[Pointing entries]
---

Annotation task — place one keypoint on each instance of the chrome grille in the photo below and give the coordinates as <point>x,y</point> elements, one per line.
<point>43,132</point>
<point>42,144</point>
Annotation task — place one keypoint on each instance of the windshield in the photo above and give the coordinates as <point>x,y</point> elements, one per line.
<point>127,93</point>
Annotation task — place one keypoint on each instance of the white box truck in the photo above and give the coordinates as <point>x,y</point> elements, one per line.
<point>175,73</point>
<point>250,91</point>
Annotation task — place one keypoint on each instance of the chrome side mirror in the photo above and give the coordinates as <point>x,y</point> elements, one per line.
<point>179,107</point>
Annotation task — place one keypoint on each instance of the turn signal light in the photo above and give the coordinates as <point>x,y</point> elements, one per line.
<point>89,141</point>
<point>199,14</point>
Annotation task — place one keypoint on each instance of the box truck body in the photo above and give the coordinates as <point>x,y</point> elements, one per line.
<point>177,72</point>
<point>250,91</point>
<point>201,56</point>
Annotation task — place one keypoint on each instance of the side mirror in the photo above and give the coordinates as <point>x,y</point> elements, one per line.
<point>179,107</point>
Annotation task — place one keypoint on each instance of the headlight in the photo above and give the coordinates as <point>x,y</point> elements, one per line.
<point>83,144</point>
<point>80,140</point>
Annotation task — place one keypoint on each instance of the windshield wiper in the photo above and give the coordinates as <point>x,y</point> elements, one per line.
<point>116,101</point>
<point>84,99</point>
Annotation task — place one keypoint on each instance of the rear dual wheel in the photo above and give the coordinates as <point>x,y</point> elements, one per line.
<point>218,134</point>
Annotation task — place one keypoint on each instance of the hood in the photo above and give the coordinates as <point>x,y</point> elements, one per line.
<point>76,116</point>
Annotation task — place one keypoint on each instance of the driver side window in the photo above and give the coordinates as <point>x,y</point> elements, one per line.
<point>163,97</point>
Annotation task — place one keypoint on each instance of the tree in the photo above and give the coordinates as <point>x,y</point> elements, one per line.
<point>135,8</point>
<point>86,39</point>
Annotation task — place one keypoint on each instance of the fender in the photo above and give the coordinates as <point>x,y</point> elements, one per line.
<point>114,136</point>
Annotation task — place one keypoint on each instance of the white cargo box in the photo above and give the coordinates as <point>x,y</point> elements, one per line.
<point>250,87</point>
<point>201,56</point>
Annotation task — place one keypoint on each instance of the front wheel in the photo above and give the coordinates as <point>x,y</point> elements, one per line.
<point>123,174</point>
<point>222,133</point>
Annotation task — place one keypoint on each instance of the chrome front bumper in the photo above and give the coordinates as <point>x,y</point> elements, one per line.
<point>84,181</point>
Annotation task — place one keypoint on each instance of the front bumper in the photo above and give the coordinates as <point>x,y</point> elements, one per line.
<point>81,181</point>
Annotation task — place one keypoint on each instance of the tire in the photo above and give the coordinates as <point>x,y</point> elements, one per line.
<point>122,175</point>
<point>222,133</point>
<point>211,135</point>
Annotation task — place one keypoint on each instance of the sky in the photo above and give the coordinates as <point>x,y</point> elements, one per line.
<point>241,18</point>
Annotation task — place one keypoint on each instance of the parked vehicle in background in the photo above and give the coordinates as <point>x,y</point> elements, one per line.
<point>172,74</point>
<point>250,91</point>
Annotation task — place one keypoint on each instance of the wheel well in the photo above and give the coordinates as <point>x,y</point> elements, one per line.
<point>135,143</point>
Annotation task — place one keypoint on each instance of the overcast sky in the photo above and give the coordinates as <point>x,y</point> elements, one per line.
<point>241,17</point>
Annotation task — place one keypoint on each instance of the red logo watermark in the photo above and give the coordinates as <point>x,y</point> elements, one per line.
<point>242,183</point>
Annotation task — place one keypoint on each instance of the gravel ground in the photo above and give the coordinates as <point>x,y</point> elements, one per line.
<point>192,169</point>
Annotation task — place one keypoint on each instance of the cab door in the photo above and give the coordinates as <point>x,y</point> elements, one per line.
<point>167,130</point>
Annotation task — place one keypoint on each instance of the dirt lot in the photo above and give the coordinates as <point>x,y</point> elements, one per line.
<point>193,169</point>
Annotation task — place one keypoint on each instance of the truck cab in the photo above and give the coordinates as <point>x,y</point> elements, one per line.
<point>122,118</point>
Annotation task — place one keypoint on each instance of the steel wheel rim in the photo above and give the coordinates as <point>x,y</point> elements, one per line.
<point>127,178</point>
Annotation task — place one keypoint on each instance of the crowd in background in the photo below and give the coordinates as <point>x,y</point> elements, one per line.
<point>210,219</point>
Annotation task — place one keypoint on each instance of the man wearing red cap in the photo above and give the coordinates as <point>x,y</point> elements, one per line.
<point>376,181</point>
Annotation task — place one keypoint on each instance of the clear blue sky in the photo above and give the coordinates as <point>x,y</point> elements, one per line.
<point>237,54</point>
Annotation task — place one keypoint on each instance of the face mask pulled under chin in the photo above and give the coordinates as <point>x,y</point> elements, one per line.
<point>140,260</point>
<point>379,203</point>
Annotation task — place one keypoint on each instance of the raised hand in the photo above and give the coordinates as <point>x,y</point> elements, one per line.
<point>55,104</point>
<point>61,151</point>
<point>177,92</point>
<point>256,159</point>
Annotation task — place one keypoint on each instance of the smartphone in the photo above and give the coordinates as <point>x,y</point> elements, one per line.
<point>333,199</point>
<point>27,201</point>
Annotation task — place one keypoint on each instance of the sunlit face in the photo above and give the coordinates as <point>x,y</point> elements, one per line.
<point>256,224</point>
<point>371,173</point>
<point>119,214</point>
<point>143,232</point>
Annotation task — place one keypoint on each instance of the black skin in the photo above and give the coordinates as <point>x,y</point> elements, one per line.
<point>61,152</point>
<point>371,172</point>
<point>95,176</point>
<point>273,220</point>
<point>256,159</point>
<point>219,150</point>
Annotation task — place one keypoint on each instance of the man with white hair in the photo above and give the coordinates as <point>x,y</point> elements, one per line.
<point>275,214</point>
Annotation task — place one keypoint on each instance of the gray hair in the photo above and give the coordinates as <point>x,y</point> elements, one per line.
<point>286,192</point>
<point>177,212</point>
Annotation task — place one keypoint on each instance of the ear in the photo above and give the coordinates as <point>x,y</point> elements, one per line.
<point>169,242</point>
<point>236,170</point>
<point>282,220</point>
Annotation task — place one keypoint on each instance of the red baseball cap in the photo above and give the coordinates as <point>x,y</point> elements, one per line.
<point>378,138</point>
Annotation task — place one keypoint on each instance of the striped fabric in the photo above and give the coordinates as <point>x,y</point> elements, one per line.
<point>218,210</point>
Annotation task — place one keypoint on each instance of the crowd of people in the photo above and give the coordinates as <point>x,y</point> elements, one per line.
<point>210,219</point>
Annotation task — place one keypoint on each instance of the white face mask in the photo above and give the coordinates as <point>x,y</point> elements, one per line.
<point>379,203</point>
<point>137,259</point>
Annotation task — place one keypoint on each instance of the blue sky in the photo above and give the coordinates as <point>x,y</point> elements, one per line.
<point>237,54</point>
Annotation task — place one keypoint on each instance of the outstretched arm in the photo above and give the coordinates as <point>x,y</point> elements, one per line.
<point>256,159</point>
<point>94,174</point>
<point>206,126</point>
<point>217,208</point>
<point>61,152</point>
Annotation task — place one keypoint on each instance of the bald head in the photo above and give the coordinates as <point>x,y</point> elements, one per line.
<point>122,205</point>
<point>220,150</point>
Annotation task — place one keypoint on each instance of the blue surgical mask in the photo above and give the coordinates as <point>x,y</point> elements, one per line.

---

Task details:
Could you print every one of these entries again, unchanged and line for line?

Written answer:
Annotation task — place one keypoint on each instance of the chrome grille in the photo below and give the coordinates as <point>x,y</point> elements, one per line.
<point>43,132</point>
<point>42,144</point>
Annotation task — place one keypoint on each instance of the windshield in the photo above and give the coordinates as <point>x,y</point> elements, one per line.
<point>127,93</point>
Annotation task — place one keypoint on each instance of the white box truck in the photo above and give the coordinates as <point>x,y</point> elements, one per line.
<point>175,73</point>
<point>250,91</point>
Annotation task — place one keypoint on each instance of the chrome side mirror in the photo above and give the coordinates as <point>x,y</point> elements, one per line.
<point>179,107</point>
Annotation task — place one keypoint on each instance of the turn signal light in the photo above and give the coordinates as <point>x,y</point> elements, one per line.
<point>89,141</point>
<point>199,14</point>
Annotation task — place one keypoint on each instance of the box truck body in the photo above and give the coordinates as <point>x,y</point> elements, one per line.
<point>177,72</point>
<point>250,91</point>
<point>201,56</point>
Annotation task — place one keypoint on each instance of the side mirror in the photo above and give the coordinates as <point>x,y</point> elements, one per line.
<point>179,107</point>
Annotation task — place one keypoint on each instance of the headlight in the photo above and give the coordinates as <point>x,y</point> elements, one per line.
<point>83,144</point>
<point>80,140</point>
Annotation task — place one keypoint on each instance of the windshield wiper in the photo above and give the coordinates as <point>x,y</point> elements, one per line.
<point>116,101</point>
<point>84,99</point>
Annotation task — place one keypoint on each instance of the rear dual wheel in the photo above and give the coordinates as <point>x,y</point> elements, one per line.
<point>218,134</point>
Annotation task — place one keypoint on each instance of the hood in the photo above and give the coordinates as <point>x,y</point> elements, one per line.
<point>76,116</point>
Annotation task — place one keypoint on each instance of the driver side window in the photo above and give the coordinates as <point>x,y</point> elements, one per line.
<point>163,97</point>
Annotation task — place one keypoint on each instance of the tree in the photo above and give the coordinates as <point>x,y</point> elements, one per line.
<point>135,8</point>
<point>86,39</point>
Annotation task — place one keypoint on each instance of the fender in the photo above and give the coordinates as <point>x,y</point> elements, one per line.
<point>114,136</point>
Annotation task — place one keypoint on each instance of the white cargo box in the photo above and give the coordinates as <point>x,y</point> elements, one per line.
<point>250,87</point>
<point>201,56</point>
Annotation task — place one keypoint on each instance of the front wheel in the photo above and give the coordinates as <point>x,y</point> elements, one per line.
<point>123,174</point>
<point>222,133</point>
Annotation task — place one keypoint on each instance of the chrome front bumper in the photo above and give the coordinates as <point>x,y</point> elements, one per line.
<point>84,181</point>
Annotation task — place one keypoint on each instance of the front bumper in the photo above and give the coordinates as <point>x,y</point> elements, one per line.
<point>81,181</point>
Annotation task — place one keypoint on each instance of the tire in the photo above and give the coordinates as <point>x,y</point> elements, one per line.
<point>122,175</point>
<point>222,133</point>
<point>211,135</point>
Annotation task — place one keypoint on each instance of the sky in the photo above and give the coordinates as <point>x,y</point> elements, one per line.
<point>241,18</point>
Annotation task — place one keypoint on each instance of the parked vehicle in background in the photo above and give the coordinates as <point>x,y</point> elements, one per line.
<point>172,74</point>
<point>250,91</point>
Annotation task — place one keypoint on each instance of the wheel well in the photo above and give the coordinates as <point>x,y</point> elements, one per line.
<point>135,143</point>
Annotation task — place one keypoint on each instance of the overcast sky in the photo above and give the coordinates as <point>x,y</point> elements, one per line.
<point>241,17</point>
Annotation task — place one keypoint on each instance of the red logo watermark in the photo above and give the coordinates as <point>x,y</point> elements, one per line.
<point>242,183</point>
Annotation task — place one keypoint on each instance of the gravel ground in the photo above and give the coordinates as <point>x,y</point> elements, one per line.
<point>192,169</point>
Annotation task — place one keypoint on each instance of the cab door in the photo above and give the coordinates as <point>x,y</point> elements, one per line.
<point>167,130</point>
Annotation task — place one keypoint on each instance of the dirt lot in the photo above and give the coordinates as <point>x,y</point> elements, one per line.
<point>193,169</point>
Annotation task — place one keypoint on each instance of the truck cab in the photo above and give the coordinates as <point>x,y</point> elements, one per line.
<point>122,118</point>
Annotation task — place one keypoint on each instance of the steel wheel rim in the photo above and give the coordinates as <point>x,y</point> elements, one per line.
<point>127,178</point>
Annotation task — place one keypoint on each instance of the crowd in background in the photo below and give the coordinates as <point>x,y</point> elements, one per line.
<point>210,219</point>
Annotation task — place one keypoint on each instance of the man wearing red cap in the photo above and give the coordinates as <point>x,y</point> elements, one per line.
<point>376,181</point>
Annotation task — place one keypoint on each instance of the clear blue sky in the photo above and give the coordinates as <point>x,y</point> elements, one per line.
<point>237,54</point>
Annotation task — place one keypoint on each instance of the face mask pulled under chin in the photo above and give the coordinates as <point>x,y</point> elements, one per line.
<point>140,260</point>
<point>379,203</point>
Annotation task — place one keypoint on each instance of the raised hand in the photo above and give the coordinates as <point>x,y</point> elements, one per line.
<point>55,104</point>
<point>61,151</point>
<point>177,92</point>
<point>256,159</point>
Annotation task — place one keypoint on each instance of the smartphone in the photo above and give the coordinates as <point>x,y</point> elements, one per line.
<point>333,199</point>
<point>27,201</point>
Annotation task — place one keypoint on each instance of the sunlit face in the photo above and give the coordinates as <point>x,y</point> elements, one per line.
<point>256,224</point>
<point>371,173</point>
<point>119,214</point>
<point>143,232</point>
Annotation task — place one keypoint on each instance of the black skin in the photo above and give the coordinates as <point>x,y</point> elements, one per line.
<point>61,152</point>
<point>371,172</point>
<point>95,176</point>
<point>273,220</point>
<point>256,159</point>
<point>219,150</point>
Annotation task — place one keypoint on each instance of the man with white hair in the photo above and give the coordinates as <point>x,y</point> elements, one per line.
<point>275,214</point>
Annotation task — place one keypoint on each instance of the gray hair in the photo above and give the coordinates as <point>x,y</point> elements, one per line.
<point>286,192</point>
<point>177,212</point>
Annotation task — place one keypoint on each instance of the ear in the photo above and give the coordinates as <point>x,y</point> elements, one per line.
<point>169,242</point>
<point>236,170</point>
<point>282,220</point>
Annotation task — place one keypoint on each instance of the red baseball cap in the photo above and give the coordinates as <point>x,y</point> elements, one per line.
<point>378,138</point>
Annotation task — place one keypoint on each instance of the striped fabric in the photo above and give the coordinates as <point>x,y</point> elements, one per line.
<point>218,210</point>
Annotation task — place one keypoint on each instance of the crowd of people in the photo above and give the coordinates as <point>x,y</point> elements, one per line.
<point>210,219</point>
Annotation task — place one keypoint on each instance of the white face mask in the photo above and give the coordinates as <point>x,y</point> elements, one per line.
<point>379,203</point>
<point>137,259</point>
Annotation task — place one keypoint on each instance of the blue sky in the photo above and give the coordinates as <point>x,y</point> elements, one per line.
<point>237,54</point>
Annotation task — place one keypoint on each instance of the outstretched arm in the photo above and give the coordinates as <point>x,y</point> elements, one per line.
<point>256,159</point>
<point>94,174</point>
<point>206,126</point>
<point>217,208</point>
<point>61,152</point>
Annotation task — place one keypoint on each instance of the bald head in the photo above and give the coordinates as <point>x,y</point> elements, one per line.
<point>122,205</point>
<point>220,150</point>
Annotation task — place one keypoint on each instance of the blue surgical mask in the photo above and give the coordinates as <point>x,y</point> elements, one per line.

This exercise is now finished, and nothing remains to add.